## What the exercise asks
Below are the records; reproduce all of them exactly but without any images.

Records from a data collection
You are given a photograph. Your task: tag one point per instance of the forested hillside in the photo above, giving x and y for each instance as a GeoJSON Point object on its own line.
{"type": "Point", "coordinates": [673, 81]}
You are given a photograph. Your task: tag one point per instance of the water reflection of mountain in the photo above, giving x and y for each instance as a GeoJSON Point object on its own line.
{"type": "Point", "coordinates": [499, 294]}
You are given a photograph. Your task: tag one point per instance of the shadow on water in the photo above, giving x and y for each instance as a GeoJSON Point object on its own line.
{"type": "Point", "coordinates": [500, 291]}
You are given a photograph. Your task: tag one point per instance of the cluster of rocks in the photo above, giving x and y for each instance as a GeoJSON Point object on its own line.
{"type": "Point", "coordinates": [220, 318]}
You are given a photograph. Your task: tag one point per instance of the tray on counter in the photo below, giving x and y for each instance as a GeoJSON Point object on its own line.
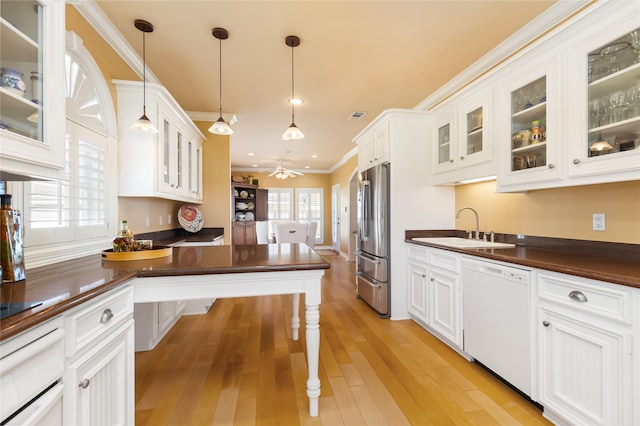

## Solution to the problem
You are given a photograph. Your task: tag one point per instance of the forested hillside in the photo above, giving x and y for each instance as a GeoJSON Point object on its own line.
{"type": "Point", "coordinates": [673, 81]}
You are given a photograph. Your task: tag one point per instance of the water reflection of mountain in the photo above, giving x and y for each instance as a GeoJSON Point object on its own line.
{"type": "Point", "coordinates": [499, 294]}
You are given a photograph. Your task: tag one point per instance of the shadow on water in the photo above, giving x and y for each instance as a GeoJSON Point object on its own line.
{"type": "Point", "coordinates": [500, 291]}
You are given a photograph. Your task: tag one point per instance of the cluster of rocks in the photo above, giving x and y for each instance as a GeoJSON Point object on its own line.
{"type": "Point", "coordinates": [220, 318]}
You are given a photograph. Your task: tag one point per instance of the tray on counter in the photo below, giving x and y for each instance as a GeoJSON Point object on its own line.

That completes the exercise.